CONSEGNA: Citi dall'intervista il passo che si apre con le parole contenenti "Al rientro dalla" e si chiude con "delle due squadre?".
:: PAGINA ::
Al rientro dalla sosta per le nazionali è in programma la sfida tra Carrarese e Reggiana, in cui si fronteggeranno vis a vis Emanuele Zuelli e Massimo Bertagnoli, che hai allenato per un breve periodo nella Primavera del Chievo. Che ricordi hai dei due centrocampisti e cosa pensi delle due squadre?

“Sono orgogliosissimo di entrambi: anche se li ho potuti allenare per poco tempo, ho trovato ragazzi umili e vogliosi di imparare. Quel Chievo era fortissimo: oltre a Zuelli e Bertagnoli c’erano Caprile in porta ed Emmanuel Vignato in attacco, ed infatti abbiamo vinto diversi tornei prestigiosi. Carrarese e Reggiana sono due realtà molto diverse tra loro: i toscani sono partiti da lontano, ma stanno dimostrando che, con il lavoro quotidiano e sotto la guida sublime di Antonio Calabro, possono dire ampiamente la loro in Serie B. Personalmente, con la mia Biellese spero di riproporre un percorso simile. I granata, invece, hanno tutto un altro seguito e delle rivalità spiccate con le realtà emiliane che gli gravitano nelle vicinanze. Nella rosa non ci sono nomi altisonanti, ma con l’organizzazione si sta ritagliando un ruolo centrale in cadetteria”.

Restando sull’argomento Serie B, quali sono le squadre che vedi più accreditate per la promozione? Quali, invece, ti sembrano le candidate più probabili alla retrocessione?
:::
:: ELENCO ::
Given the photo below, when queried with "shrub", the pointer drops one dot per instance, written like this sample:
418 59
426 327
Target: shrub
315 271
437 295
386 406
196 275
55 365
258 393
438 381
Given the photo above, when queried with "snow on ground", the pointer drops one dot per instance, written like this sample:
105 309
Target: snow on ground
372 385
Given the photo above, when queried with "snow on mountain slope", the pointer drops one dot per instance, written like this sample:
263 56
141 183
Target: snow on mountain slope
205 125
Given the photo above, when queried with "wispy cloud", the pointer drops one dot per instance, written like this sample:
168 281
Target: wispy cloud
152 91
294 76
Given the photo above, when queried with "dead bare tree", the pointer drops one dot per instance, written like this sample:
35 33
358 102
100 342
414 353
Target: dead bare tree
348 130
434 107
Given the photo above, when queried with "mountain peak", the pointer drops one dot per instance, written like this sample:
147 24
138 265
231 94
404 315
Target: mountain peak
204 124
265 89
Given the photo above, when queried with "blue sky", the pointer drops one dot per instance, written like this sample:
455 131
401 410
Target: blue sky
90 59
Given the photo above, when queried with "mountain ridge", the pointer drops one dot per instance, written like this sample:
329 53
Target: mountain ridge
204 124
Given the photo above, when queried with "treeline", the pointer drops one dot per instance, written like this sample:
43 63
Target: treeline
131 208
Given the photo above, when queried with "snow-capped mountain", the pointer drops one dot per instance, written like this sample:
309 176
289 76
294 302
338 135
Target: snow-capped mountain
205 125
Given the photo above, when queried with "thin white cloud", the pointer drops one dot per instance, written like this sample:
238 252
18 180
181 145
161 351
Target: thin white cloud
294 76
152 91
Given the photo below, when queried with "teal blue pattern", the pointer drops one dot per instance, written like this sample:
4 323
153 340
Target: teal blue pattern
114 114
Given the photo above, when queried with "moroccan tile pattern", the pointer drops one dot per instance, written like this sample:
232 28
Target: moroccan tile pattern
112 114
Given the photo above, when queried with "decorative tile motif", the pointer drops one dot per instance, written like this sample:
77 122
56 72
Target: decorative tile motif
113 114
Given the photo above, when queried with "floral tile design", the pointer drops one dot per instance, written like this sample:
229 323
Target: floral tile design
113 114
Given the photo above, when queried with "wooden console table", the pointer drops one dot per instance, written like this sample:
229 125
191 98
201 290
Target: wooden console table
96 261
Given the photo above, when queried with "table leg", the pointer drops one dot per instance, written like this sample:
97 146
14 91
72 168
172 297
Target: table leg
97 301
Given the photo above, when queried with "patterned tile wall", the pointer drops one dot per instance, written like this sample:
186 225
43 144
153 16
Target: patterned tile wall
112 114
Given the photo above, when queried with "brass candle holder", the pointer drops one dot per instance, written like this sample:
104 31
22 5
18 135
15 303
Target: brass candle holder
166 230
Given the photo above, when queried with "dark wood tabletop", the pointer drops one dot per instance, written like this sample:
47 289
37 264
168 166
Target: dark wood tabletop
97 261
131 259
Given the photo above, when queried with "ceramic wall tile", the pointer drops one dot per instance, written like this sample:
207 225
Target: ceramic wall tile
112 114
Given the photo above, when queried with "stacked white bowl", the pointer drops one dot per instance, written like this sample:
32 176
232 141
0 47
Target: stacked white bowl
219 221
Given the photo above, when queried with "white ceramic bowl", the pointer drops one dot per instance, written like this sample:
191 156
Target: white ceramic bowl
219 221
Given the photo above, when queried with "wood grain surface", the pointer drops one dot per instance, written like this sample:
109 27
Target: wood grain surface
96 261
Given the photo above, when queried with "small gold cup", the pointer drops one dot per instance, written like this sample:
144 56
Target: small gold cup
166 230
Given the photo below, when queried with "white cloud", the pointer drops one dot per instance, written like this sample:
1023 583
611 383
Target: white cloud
:::
RISPOSTA COMPLETA:
Al rientro dalla sosta per le nazionali è in programma la sfida tra Carrarese e Reggiana, in cui si fronteggeranno vis a vis Emanuele Zuelli e Massimo Bertagnoli, che hai allenato per un breve periodo nella Primavera del Chievo. Che ricordi hai dei due centrocampisti e cosa pensi delle due squadre?